### Data for processing
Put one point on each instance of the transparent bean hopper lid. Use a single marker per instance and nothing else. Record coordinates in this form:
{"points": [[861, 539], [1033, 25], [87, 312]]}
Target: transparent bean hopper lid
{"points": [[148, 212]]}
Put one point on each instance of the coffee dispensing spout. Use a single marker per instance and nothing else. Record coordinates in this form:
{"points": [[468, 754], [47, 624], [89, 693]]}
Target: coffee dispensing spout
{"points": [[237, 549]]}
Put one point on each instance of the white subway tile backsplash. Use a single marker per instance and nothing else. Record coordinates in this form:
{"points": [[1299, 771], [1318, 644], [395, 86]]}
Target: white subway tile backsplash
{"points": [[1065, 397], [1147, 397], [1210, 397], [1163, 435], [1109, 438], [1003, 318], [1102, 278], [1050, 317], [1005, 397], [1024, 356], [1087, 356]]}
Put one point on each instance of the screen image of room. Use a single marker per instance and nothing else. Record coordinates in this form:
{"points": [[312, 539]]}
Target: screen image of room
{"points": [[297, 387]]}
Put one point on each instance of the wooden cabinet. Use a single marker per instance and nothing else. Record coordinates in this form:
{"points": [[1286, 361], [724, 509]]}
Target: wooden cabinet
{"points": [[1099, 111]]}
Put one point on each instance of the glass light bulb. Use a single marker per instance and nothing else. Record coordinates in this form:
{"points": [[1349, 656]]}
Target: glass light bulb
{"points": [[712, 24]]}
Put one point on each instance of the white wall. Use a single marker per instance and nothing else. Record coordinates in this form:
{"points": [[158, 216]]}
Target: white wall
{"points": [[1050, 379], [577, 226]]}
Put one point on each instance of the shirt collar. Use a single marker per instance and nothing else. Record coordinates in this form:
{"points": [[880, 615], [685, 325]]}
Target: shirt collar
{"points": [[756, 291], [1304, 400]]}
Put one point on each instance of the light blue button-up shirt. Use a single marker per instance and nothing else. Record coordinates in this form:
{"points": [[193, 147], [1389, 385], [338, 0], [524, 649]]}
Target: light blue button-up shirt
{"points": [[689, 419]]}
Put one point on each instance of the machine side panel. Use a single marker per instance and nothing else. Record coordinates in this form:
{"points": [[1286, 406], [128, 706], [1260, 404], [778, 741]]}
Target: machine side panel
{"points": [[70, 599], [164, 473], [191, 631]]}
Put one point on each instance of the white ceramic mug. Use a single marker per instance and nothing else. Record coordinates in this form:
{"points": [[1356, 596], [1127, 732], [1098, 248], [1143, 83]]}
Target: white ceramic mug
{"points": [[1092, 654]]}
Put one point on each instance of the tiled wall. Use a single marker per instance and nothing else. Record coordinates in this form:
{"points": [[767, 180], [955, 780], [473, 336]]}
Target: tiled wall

### Exercise task
Pull out the lines in the items above, starting with the line that contains "Put one point on each instance of the tiled" and going on through the last line of the items, and copy them word for word.

### The reply
Put one point on each instance of the tiled wall. Use a single marker per instance and nothing else. Record coordinates in this form:
{"points": [[767, 180], [955, 780], [473, 336]]}
Target: tiled wall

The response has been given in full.